● Information shown
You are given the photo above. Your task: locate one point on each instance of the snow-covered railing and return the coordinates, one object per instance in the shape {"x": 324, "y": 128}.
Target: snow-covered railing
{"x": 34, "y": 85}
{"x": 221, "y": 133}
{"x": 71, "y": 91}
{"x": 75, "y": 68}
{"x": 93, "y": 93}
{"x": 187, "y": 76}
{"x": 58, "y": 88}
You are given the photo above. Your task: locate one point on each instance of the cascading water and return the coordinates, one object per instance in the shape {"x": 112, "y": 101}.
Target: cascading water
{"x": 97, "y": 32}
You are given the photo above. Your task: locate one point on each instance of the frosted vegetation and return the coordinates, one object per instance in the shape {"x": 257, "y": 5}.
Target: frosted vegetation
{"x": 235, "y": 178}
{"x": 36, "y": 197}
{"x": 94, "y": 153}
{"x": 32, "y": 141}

● What this task involves
Each entry above is to be repeated exactly as it appears.

● Task solution
You are given the photo above. Your task: locate one point on each instance of the snow-covered railing and return the coordinates, one object per instance in the shape {"x": 324, "y": 128}.
Target: snow-covered railing
{"x": 34, "y": 85}
{"x": 221, "y": 133}
{"x": 71, "y": 91}
{"x": 75, "y": 68}
{"x": 93, "y": 93}
{"x": 187, "y": 76}
{"x": 58, "y": 88}
You are given the photo above. Your task: locate one point on each instance of the cascading water and return the coordinates, one object per instance in the shape {"x": 112, "y": 101}.
Target: cascading water
{"x": 97, "y": 32}
You are given the photo above. Your task: locate one point on each instance of the frosted vegetation and return the coordinates, one object per instance in the shape {"x": 257, "y": 5}.
Target: frosted vegetation
{"x": 235, "y": 178}
{"x": 36, "y": 197}
{"x": 94, "y": 153}
{"x": 32, "y": 141}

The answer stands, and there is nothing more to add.